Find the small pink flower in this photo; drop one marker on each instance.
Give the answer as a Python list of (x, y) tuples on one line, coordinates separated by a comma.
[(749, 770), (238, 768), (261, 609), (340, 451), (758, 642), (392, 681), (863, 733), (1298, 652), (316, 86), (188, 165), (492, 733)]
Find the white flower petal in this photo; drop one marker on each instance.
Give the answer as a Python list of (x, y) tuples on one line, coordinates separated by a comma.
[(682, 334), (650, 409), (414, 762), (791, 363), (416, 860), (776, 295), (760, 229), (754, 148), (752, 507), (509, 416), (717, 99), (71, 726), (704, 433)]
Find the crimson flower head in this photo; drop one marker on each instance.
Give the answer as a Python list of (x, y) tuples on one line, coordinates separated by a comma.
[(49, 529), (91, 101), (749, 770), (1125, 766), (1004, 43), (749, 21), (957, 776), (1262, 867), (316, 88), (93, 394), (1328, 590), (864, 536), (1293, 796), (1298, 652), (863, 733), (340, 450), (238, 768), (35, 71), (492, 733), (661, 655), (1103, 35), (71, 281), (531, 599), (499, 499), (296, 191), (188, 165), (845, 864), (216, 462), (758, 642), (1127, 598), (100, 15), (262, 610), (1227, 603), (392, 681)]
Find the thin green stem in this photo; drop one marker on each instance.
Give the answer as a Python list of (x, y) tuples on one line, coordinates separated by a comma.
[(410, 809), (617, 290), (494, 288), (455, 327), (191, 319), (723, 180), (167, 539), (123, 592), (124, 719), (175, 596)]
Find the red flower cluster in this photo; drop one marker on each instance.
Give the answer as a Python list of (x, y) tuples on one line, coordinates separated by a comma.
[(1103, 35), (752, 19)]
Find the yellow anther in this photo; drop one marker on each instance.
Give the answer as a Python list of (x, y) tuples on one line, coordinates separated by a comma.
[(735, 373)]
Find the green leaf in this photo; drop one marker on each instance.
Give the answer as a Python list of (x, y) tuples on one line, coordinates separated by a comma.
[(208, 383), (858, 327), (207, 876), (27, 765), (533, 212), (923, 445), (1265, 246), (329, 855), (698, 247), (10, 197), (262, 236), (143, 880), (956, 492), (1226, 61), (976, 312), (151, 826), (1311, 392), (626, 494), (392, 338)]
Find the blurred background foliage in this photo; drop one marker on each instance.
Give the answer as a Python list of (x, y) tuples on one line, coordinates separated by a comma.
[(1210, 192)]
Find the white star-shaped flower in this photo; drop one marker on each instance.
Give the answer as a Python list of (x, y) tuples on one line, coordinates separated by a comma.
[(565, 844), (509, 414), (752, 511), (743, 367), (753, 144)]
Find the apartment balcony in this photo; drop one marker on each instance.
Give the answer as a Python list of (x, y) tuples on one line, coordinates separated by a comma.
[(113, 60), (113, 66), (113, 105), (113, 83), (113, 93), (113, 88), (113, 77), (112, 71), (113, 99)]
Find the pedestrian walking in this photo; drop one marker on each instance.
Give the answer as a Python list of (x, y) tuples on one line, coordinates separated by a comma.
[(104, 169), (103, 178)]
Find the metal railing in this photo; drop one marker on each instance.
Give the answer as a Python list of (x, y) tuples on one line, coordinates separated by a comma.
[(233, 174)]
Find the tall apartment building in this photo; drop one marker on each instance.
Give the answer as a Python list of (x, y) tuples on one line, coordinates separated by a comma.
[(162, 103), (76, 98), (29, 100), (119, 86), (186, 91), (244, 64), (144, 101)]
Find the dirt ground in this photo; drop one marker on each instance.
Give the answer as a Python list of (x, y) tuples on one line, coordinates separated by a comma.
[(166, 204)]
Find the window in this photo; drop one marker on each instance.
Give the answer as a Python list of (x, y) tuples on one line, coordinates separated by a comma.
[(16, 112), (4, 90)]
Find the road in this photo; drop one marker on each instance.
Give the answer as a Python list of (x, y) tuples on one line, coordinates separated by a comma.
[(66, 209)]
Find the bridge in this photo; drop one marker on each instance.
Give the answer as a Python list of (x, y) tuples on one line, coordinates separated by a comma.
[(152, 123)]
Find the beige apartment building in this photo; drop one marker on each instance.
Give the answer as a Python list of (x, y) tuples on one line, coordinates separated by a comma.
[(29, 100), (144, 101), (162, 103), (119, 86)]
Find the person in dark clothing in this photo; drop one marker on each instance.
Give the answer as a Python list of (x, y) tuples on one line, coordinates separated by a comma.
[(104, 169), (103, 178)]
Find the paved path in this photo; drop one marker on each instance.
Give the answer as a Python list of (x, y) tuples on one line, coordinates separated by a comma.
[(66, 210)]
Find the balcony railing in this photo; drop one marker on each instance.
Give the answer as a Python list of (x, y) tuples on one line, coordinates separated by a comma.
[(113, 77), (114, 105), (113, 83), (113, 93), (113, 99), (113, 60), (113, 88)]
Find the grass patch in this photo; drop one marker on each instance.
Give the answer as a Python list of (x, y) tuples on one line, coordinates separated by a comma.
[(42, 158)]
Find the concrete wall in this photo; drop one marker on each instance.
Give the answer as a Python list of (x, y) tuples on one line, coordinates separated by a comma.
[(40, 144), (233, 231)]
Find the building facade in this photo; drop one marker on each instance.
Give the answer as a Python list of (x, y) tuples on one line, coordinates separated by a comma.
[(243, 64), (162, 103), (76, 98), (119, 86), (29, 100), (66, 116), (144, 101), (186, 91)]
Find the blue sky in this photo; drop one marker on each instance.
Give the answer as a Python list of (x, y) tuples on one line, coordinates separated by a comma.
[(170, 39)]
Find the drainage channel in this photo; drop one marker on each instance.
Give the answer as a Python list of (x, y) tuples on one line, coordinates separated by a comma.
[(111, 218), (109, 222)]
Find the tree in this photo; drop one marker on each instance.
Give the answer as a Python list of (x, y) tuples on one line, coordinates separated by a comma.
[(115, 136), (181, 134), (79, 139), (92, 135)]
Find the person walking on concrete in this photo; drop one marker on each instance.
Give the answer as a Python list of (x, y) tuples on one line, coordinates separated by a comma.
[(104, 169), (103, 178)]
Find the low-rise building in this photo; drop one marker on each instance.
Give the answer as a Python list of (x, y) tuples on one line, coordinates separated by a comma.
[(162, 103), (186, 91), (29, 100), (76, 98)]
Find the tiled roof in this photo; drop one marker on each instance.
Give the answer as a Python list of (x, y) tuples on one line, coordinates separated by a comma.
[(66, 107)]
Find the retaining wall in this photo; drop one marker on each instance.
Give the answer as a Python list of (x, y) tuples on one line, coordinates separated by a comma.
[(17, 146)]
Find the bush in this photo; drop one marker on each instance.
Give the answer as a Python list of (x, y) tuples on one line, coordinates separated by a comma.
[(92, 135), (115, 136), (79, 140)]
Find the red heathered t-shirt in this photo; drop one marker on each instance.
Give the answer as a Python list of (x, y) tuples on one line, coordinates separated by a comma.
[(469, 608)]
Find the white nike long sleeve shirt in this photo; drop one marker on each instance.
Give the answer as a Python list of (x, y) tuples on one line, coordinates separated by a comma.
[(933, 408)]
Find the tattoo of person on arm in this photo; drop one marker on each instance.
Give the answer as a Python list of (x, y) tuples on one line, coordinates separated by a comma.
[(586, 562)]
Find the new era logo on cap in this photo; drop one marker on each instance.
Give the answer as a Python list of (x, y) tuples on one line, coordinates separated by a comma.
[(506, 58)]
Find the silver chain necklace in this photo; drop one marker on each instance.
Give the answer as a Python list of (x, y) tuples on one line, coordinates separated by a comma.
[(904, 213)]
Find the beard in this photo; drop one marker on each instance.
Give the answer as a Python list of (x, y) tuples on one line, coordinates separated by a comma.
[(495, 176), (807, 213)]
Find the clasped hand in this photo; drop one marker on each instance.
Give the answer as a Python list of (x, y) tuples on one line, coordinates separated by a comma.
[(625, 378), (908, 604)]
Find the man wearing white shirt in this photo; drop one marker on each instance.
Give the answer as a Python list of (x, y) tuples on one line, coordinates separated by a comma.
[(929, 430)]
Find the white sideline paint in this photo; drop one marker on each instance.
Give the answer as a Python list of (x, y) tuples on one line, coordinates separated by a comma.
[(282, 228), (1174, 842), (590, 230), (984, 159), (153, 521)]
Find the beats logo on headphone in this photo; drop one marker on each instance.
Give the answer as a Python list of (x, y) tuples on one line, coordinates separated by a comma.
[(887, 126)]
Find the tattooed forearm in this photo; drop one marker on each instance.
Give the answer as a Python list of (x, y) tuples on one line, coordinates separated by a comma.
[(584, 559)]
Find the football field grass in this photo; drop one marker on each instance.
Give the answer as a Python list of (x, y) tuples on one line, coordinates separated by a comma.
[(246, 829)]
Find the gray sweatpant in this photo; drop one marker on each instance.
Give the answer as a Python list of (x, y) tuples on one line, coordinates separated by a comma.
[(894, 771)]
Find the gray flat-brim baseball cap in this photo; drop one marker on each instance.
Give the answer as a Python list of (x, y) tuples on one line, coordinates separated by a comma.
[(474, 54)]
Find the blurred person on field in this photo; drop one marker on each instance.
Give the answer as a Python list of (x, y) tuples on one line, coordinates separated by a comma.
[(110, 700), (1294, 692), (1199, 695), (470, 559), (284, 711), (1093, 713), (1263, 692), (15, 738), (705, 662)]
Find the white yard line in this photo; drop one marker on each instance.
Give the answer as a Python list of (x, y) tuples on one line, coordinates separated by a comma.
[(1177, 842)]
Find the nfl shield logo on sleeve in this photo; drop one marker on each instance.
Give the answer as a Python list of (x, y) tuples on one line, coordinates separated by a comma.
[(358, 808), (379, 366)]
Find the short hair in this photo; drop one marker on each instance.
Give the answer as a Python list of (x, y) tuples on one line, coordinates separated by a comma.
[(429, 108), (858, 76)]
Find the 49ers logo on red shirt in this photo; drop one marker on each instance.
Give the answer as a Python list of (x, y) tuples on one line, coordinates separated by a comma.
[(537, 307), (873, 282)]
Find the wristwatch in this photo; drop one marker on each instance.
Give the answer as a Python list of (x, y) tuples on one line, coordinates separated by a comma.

********************

- _Objective_
Put the part of the data above that opens with the line containing "Find the person walking" and closes with the line containing "[(92, 135), (115, 136), (79, 140)]", both included, into a Markdown table with the columns Row and Line. Leave out blank lines.

- _Result for this task_
| Row | Line |
|---|---|
| 1 | Find the person walking on concrete in this photo; drop one marker on each instance. |
| 2 | Give the answer as a Python list of (x, y) tuples on one line, coordinates separated by a comma. |
| 3 | [(104, 169), (103, 178)] |
| 4 | Find the low-rise building in this photo; drop one marker on each instance. |
| 5 | Give the answer as a Python list of (x, y) tuples on one line, coordinates separated by a comma. |
| 6 | [(162, 103), (186, 91), (29, 100), (76, 98)] |
| 7 | Find the tiled roof in this photo; drop one marker on each instance. |
| 8 | Give the answer as a Python list of (x, y) tuples on one line, coordinates separated by a comma. |
| 9 | [(66, 107)] |
| 10 | Find the retaining wall in this photo; drop one marker on each instance. |
| 11 | Give the answer as a Python list of (x, y) tuples on one line, coordinates separated by a comma. |
| 12 | [(17, 146)] |
| 13 | Find the bush in this photo; drop one marker on each instance. |
| 14 | Give the answer as a Python list of (x, y) tuples on one line, coordinates separated by a comma. |
| 15 | [(92, 135), (115, 136), (79, 140)] |